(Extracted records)
▼
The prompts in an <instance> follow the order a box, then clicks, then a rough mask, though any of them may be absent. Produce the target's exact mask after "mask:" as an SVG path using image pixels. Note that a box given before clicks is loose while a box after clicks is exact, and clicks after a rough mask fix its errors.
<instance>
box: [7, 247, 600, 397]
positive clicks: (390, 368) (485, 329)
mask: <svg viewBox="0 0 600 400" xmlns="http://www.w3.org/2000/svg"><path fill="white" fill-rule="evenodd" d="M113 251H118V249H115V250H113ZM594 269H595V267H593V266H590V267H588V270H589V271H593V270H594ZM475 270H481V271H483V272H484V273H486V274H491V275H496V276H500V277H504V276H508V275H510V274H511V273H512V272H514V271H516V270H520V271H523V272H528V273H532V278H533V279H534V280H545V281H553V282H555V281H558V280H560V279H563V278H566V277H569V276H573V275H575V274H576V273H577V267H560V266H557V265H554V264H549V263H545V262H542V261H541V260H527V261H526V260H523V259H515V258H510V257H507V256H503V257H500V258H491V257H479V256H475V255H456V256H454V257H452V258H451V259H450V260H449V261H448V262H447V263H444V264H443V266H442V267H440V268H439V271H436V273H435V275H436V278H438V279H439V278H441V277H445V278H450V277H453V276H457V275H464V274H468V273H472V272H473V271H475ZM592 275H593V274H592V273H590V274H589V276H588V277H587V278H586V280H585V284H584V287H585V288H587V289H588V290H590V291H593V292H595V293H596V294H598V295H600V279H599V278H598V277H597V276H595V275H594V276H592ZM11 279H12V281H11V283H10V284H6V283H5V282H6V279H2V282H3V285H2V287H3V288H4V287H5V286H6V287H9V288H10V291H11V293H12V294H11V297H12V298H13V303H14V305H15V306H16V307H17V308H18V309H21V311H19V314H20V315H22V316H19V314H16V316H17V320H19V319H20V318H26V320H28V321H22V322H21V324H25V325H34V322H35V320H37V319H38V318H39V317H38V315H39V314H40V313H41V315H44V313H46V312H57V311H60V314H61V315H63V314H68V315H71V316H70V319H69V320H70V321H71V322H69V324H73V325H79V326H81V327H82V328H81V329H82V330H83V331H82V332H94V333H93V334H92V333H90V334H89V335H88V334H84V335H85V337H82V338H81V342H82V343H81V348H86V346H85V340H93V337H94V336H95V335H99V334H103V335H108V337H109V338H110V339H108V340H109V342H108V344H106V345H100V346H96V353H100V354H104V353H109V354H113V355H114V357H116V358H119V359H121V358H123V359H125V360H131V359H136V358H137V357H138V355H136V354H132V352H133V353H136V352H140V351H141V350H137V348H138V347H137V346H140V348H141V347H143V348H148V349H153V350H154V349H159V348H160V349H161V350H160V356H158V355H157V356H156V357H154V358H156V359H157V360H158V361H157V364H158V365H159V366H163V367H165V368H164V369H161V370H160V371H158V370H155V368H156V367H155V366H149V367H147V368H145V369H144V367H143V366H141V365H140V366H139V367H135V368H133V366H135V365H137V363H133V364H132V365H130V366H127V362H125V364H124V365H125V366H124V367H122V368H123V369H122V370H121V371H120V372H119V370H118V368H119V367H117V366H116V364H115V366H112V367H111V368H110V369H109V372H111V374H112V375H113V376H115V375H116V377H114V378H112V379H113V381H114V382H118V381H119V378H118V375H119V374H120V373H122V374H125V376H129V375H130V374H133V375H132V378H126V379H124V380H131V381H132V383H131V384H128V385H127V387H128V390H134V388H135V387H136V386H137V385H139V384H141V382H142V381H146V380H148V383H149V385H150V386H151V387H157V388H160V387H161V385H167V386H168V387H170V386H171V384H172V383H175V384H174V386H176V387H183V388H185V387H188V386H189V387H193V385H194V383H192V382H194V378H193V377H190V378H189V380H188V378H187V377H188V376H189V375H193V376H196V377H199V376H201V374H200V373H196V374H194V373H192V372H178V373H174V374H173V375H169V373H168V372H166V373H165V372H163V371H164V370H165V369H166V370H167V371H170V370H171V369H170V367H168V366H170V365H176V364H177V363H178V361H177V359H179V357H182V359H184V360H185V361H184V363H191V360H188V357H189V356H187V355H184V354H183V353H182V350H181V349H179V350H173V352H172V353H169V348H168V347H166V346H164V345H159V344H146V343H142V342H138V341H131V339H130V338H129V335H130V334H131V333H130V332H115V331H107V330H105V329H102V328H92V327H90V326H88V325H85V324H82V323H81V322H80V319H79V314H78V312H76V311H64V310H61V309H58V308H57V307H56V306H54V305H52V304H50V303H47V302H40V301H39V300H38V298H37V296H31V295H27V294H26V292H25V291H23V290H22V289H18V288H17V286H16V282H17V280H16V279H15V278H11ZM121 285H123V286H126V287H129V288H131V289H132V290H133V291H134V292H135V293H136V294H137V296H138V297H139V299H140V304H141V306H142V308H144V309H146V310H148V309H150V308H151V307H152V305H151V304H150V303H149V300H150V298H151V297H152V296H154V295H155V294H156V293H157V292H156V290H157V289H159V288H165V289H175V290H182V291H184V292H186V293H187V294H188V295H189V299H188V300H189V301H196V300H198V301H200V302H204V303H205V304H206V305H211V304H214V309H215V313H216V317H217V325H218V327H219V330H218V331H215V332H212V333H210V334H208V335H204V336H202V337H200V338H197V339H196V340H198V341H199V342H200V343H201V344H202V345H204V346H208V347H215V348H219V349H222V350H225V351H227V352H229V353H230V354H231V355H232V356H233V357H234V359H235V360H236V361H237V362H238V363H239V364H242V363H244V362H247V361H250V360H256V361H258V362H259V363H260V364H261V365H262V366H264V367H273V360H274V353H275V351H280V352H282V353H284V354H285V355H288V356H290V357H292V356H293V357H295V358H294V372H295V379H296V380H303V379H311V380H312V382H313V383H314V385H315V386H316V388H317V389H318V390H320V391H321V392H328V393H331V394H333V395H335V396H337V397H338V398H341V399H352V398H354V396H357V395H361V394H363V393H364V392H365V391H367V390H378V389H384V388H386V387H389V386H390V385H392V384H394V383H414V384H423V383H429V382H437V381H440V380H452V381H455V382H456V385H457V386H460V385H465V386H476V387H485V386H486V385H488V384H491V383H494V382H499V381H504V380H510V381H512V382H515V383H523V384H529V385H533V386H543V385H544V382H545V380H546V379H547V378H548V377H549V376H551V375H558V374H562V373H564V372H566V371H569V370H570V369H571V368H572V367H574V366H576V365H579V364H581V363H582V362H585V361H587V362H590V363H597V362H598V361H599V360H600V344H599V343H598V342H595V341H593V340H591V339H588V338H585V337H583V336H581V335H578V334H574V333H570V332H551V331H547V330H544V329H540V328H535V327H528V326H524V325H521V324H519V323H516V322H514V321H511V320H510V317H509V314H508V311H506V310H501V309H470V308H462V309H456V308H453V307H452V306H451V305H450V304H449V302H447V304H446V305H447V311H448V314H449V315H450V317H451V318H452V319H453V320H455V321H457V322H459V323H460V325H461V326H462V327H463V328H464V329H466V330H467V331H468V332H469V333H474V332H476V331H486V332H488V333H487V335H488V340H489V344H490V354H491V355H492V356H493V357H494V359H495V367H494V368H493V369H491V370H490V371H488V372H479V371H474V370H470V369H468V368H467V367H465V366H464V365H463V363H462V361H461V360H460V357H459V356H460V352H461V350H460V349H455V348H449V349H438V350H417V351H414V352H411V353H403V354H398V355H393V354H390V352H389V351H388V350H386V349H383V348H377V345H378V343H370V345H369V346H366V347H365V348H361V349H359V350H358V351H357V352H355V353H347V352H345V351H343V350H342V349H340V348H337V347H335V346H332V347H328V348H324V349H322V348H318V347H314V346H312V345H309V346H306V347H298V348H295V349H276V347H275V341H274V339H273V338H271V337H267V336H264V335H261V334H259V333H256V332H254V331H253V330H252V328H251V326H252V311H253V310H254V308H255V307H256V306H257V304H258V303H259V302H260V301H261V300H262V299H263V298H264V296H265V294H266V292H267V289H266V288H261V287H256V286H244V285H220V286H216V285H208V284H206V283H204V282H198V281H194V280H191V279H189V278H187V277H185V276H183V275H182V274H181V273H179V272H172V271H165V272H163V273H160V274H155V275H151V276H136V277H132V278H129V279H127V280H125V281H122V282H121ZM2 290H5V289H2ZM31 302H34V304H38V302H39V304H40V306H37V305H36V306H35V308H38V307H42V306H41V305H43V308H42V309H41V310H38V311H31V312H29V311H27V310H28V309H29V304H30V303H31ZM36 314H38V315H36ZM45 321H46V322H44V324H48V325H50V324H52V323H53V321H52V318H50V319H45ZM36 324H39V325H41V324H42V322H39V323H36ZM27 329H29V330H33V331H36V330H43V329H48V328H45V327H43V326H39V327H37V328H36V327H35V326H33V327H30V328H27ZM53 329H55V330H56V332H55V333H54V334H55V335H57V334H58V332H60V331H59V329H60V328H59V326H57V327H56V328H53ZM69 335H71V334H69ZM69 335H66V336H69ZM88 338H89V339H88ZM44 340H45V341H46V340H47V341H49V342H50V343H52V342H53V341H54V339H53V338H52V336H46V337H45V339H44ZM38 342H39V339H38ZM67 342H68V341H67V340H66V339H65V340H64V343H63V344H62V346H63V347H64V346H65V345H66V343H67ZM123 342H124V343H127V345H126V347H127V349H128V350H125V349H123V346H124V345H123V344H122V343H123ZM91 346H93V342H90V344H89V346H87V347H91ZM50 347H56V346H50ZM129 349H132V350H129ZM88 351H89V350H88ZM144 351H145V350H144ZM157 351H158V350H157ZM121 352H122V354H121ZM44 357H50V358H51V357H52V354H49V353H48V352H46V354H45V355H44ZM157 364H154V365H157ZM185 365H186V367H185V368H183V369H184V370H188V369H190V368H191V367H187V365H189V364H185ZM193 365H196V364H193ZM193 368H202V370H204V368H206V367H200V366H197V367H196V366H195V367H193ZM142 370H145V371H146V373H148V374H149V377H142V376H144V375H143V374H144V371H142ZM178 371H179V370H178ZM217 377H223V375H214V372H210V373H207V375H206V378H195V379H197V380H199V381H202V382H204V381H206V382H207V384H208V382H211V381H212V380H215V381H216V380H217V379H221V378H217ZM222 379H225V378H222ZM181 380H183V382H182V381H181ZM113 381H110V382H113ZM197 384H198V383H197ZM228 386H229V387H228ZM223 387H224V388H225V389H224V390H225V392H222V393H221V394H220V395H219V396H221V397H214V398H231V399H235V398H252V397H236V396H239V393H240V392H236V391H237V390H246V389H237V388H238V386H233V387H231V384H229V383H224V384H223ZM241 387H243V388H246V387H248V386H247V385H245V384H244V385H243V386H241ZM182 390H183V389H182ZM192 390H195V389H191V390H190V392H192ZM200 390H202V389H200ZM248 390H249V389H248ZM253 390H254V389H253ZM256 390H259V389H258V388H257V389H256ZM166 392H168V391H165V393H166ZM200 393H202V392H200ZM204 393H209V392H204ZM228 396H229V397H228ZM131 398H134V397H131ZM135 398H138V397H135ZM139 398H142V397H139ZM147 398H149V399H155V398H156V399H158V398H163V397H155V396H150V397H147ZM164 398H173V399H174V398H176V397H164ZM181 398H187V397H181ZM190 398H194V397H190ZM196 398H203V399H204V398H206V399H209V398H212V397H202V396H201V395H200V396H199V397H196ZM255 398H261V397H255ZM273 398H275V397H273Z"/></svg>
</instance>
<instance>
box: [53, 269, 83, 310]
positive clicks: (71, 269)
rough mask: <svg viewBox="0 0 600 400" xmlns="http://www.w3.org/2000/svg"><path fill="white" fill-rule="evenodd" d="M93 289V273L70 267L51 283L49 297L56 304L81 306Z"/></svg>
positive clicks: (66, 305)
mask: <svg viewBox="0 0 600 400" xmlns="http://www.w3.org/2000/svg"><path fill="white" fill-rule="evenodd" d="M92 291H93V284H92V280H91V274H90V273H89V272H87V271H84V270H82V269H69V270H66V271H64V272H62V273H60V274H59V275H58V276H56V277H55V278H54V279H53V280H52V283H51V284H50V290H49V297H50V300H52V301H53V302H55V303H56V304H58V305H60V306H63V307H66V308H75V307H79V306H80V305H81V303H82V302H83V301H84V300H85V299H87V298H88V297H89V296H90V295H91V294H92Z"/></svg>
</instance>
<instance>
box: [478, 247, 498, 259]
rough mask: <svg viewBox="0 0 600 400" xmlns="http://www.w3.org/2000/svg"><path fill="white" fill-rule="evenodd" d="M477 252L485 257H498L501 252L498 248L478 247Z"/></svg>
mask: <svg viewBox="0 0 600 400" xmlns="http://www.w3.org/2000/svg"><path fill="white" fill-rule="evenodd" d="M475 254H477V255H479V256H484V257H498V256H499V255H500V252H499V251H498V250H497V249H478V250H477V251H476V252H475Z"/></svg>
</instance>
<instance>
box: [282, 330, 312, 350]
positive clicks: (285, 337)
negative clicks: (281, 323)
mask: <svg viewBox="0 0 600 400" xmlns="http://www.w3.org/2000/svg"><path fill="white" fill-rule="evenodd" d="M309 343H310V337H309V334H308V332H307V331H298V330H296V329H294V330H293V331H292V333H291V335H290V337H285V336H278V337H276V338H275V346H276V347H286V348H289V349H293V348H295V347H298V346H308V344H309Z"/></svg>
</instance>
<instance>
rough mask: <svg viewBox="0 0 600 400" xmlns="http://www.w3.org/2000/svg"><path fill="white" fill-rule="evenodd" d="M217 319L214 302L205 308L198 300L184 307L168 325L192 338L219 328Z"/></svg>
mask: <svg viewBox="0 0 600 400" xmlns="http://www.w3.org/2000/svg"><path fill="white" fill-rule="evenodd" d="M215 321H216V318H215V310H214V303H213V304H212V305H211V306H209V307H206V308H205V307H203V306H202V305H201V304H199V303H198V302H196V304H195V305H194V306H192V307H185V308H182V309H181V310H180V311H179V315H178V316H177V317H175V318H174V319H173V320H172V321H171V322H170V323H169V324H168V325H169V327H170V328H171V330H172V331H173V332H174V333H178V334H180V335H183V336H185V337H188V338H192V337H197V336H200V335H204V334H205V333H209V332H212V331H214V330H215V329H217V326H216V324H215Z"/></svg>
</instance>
▲
Activity: Reproduce the data verbatim from its first line up to and including the line containing "positive clicks: (390, 368) (485, 329)".

Task output:
The prompts in an <instance> follow the order a box, then clicks, then a rough mask, though any of them may be absent. Produce the target's exact mask after "mask:" as an SVG path using image pixels. Note that a box given before clicks is loose while a box after clicks is exact, and clicks after a rough mask fix its errors.
<instance>
box: [7, 247, 600, 397]
positive clicks: (390, 368) (485, 329)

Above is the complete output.